(Annotated coordinate records)
* * *
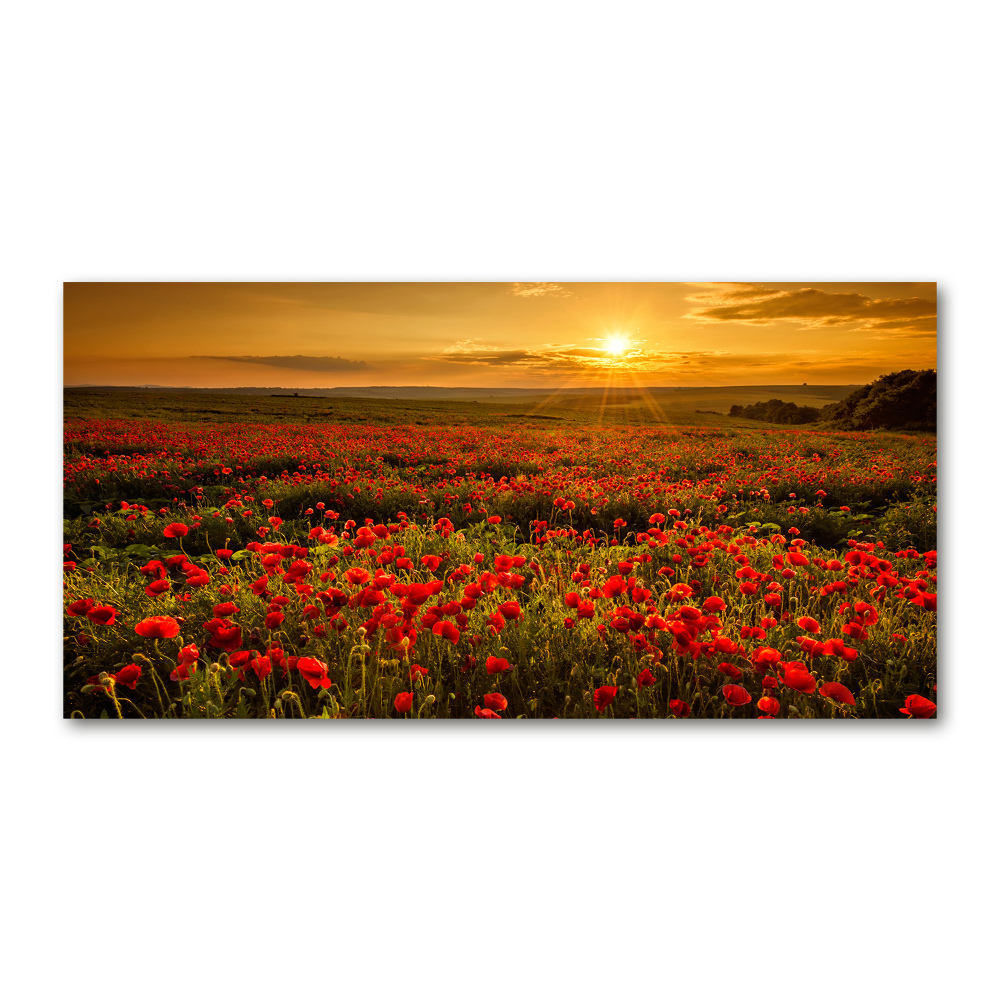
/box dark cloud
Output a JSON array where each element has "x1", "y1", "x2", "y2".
[
  {"x1": 192, "y1": 354, "x2": 372, "y2": 372},
  {"x1": 685, "y1": 284, "x2": 937, "y2": 332},
  {"x1": 510, "y1": 281, "x2": 573, "y2": 299},
  {"x1": 428, "y1": 350, "x2": 542, "y2": 365}
]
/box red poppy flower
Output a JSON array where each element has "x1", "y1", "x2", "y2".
[
  {"x1": 486, "y1": 656, "x2": 514, "y2": 674},
  {"x1": 823, "y1": 639, "x2": 858, "y2": 663},
  {"x1": 432, "y1": 621, "x2": 460, "y2": 646},
  {"x1": 499, "y1": 601, "x2": 524, "y2": 621},
  {"x1": 112, "y1": 663, "x2": 142, "y2": 691},
  {"x1": 87, "y1": 604, "x2": 118, "y2": 625},
  {"x1": 135, "y1": 615, "x2": 181, "y2": 639},
  {"x1": 900, "y1": 694, "x2": 937, "y2": 719},
  {"x1": 819, "y1": 681, "x2": 854, "y2": 705},
  {"x1": 594, "y1": 685, "x2": 618, "y2": 712},
  {"x1": 177, "y1": 642, "x2": 199, "y2": 663},
  {"x1": 722, "y1": 684, "x2": 751, "y2": 708},
  {"x1": 483, "y1": 691, "x2": 507, "y2": 712},
  {"x1": 289, "y1": 656, "x2": 330, "y2": 691},
  {"x1": 782, "y1": 664, "x2": 816, "y2": 694}
]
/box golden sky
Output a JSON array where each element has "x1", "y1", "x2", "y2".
[{"x1": 64, "y1": 282, "x2": 937, "y2": 389}]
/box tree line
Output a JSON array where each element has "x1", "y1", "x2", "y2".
[{"x1": 729, "y1": 368, "x2": 937, "y2": 432}]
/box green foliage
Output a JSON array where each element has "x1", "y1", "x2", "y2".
[{"x1": 822, "y1": 368, "x2": 937, "y2": 431}]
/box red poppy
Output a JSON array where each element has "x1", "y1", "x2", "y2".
[
  {"x1": 823, "y1": 639, "x2": 858, "y2": 663},
  {"x1": 177, "y1": 642, "x2": 199, "y2": 663},
  {"x1": 288, "y1": 656, "x2": 330, "y2": 690},
  {"x1": 819, "y1": 681, "x2": 854, "y2": 705},
  {"x1": 483, "y1": 691, "x2": 507, "y2": 712},
  {"x1": 900, "y1": 694, "x2": 937, "y2": 719},
  {"x1": 135, "y1": 615, "x2": 181, "y2": 639},
  {"x1": 499, "y1": 601, "x2": 524, "y2": 621},
  {"x1": 594, "y1": 686, "x2": 618, "y2": 712},
  {"x1": 112, "y1": 663, "x2": 142, "y2": 691},
  {"x1": 722, "y1": 684, "x2": 751, "y2": 708},
  {"x1": 782, "y1": 663, "x2": 816, "y2": 694},
  {"x1": 87, "y1": 604, "x2": 118, "y2": 625},
  {"x1": 752, "y1": 646, "x2": 781, "y2": 671},
  {"x1": 432, "y1": 621, "x2": 460, "y2": 646}
]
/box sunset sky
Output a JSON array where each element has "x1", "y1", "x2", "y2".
[{"x1": 64, "y1": 282, "x2": 937, "y2": 389}]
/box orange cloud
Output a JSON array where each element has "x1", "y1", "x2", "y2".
[{"x1": 683, "y1": 283, "x2": 937, "y2": 336}]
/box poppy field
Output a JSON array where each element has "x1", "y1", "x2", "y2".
[{"x1": 63, "y1": 396, "x2": 937, "y2": 721}]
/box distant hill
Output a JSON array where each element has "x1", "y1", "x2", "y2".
* * *
*Task statement*: Collect every line of the records that contains the string "poppy" and copy each one out. Case counts.

*Result of this task*:
/box red poppy flower
/box red poppy
/box poppy field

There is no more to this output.